Answer: Limits of Cos(x)/x^2 as x Approaches 0+

[Jules18]

Limit as x-->0+

Homework Statement

lim (Cosx)^1/(x2)
x-->0⁺

The Attempt at a Solution

I figured 1/x² would approach infinity, which and Cos0=1, so the function would approach 1^\infty which is \infty, but I was wrong and I got no marks at all for this question.

Any help at all would be really appreciated. thanks

 

[Mark44]

Homework Statement

lim (Cosx)^1/(x2)
x-->0⁺

The Attempt at a Solution

I figured 1/x² would approach infinity, which and Cos0=1, so the function would approach 1^\infty which is \infty, but I was wrong and I got no marks at all for this question.

Any help at all would be really appreciated. thanks

[1^{\infty}] is an indeterminate form, which means that a limit of this type can come out as just about anything.

I would let y = (cos x)^1/x2, and then take ln of both sides. Then take the limit of that as x --> 0⁺. In your notes or text there might be a similar example that you can use as a template.

 

[Jules18]

This is how I see it:

\frac{1}{x^2}\rightarrow 0,x\rightarrow0^+

1^0=1

Really? I always thought the limit of 1/(x²) would be infinite when x approaches 0.

 

[Mark44]

This is how I see it:

\frac{1}{x^2}\rightarrow 0,x\rightarrow0^+

This is not true at all. If 1/x² approaches 0, then x approaches either positive or negative infinity, not zero.

1^0=1

 

[vela]

I'm just guessing, but I think the answer comes out to exp(-1/2).

Take the log of the function to get the variable out of the exponent and find the limit of the log. The answer will be e to the limit you find.
•••••
▶ Requirement A: In the forum thread, what value does vela guess the limit comes out to?
▶ Requirement B: Write out the part of the forum thread that begins at the words "I would let" and stops after "x approaches 0.".
The items after this come from a different source, not from the forum thread.
•••••
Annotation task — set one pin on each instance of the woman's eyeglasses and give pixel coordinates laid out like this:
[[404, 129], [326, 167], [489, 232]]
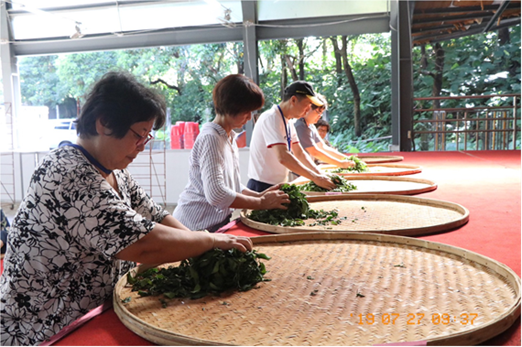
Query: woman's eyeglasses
[[143, 140]]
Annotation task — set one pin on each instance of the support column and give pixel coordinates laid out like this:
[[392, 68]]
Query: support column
[[10, 77], [250, 51], [402, 75]]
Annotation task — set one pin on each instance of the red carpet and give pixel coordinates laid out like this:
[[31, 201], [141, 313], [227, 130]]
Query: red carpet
[[487, 183]]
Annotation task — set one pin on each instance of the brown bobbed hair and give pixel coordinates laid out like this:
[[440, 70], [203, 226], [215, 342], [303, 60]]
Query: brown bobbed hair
[[237, 94], [322, 123], [119, 101]]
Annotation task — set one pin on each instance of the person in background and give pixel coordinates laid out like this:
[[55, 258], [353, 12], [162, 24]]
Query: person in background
[[312, 141], [323, 128], [85, 221], [275, 149], [214, 188]]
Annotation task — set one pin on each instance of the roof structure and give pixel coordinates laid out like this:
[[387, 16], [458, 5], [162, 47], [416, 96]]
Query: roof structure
[[435, 21]]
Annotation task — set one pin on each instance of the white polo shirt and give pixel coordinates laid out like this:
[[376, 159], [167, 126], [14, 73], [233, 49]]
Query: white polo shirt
[[269, 130]]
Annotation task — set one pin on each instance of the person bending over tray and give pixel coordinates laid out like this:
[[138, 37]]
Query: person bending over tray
[[85, 221], [312, 142], [323, 128], [275, 149], [214, 187]]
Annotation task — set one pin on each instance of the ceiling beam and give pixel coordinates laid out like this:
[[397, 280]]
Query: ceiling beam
[[477, 29], [496, 16], [467, 9], [268, 30]]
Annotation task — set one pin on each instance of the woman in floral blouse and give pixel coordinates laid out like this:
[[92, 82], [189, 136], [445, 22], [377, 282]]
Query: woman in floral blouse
[[85, 221]]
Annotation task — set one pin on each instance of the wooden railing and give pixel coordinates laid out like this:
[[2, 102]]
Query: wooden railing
[[462, 124]]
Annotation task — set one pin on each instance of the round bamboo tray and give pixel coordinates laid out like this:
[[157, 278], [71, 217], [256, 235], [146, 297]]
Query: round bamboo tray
[[379, 185], [375, 159], [343, 289], [379, 170], [377, 213]]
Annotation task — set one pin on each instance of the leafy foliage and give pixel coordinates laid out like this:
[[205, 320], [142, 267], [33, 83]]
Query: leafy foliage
[[214, 271], [342, 185], [360, 166], [474, 65], [298, 210]]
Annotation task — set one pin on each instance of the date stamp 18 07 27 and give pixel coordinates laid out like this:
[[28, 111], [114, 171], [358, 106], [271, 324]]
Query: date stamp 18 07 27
[[414, 318]]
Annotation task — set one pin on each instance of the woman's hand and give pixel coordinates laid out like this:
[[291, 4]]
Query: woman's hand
[[274, 198], [324, 181], [347, 164], [227, 241]]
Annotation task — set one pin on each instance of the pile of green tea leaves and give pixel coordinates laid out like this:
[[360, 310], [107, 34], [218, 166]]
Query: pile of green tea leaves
[[214, 271], [342, 184], [298, 210], [360, 166]]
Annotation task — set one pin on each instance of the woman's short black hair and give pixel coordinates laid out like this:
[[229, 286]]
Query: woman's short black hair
[[119, 101], [237, 94]]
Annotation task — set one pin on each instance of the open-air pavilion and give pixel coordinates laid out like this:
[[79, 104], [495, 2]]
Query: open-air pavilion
[[487, 182]]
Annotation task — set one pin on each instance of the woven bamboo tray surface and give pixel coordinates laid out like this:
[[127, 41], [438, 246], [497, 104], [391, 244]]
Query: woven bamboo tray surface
[[374, 159], [380, 185], [379, 170], [326, 289], [379, 213]]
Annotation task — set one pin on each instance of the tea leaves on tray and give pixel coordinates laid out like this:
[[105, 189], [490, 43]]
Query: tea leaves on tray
[[342, 184], [214, 271], [360, 166], [297, 211]]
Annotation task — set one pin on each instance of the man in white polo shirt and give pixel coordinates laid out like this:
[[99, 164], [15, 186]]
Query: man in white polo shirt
[[275, 149]]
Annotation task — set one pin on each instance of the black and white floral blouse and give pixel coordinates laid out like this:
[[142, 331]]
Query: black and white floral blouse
[[60, 261]]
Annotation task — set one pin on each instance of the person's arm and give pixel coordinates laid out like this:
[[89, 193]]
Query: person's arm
[[164, 244], [293, 164], [172, 222], [304, 157], [327, 157]]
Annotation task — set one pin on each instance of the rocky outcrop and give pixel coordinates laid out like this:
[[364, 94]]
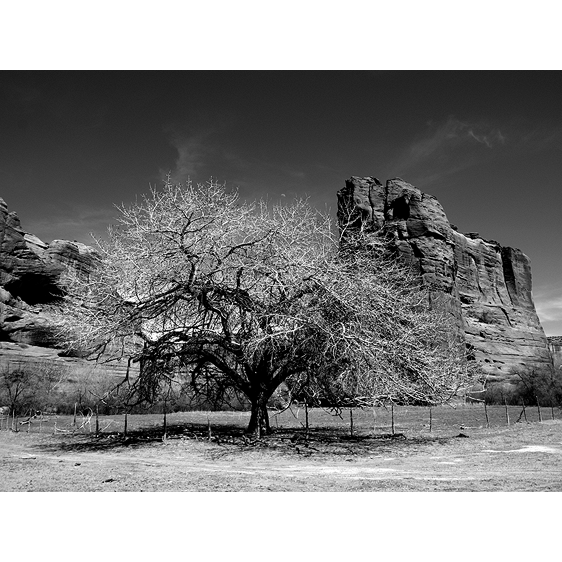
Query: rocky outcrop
[[555, 345], [485, 286], [29, 271]]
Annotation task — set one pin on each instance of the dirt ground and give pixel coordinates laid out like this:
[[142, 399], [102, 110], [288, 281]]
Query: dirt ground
[[519, 457]]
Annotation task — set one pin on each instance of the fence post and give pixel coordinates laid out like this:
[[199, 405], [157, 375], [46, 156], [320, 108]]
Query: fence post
[[165, 423], [538, 407]]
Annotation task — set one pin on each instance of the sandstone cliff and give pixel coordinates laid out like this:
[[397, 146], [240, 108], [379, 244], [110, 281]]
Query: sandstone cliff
[[485, 286]]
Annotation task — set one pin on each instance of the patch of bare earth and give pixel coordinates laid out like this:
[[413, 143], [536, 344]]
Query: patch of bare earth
[[522, 457]]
•••••
▶ Result A: exp(-1/2)

▶ Result B:
I would let y = (cos x)^1/x2, and then take ln of both sides. Then take the limit of that as x --> 0⁺. In your notes or text there might be a similar example that you can use as a template.

 

[Jules18]

This is how I see it:

\frac{1}{x^2}\rightarrow 0,x\rightarrow0^+

1^0=1

Really? I always thought the limit of 1/(x²) would be infinite when x approaches 0.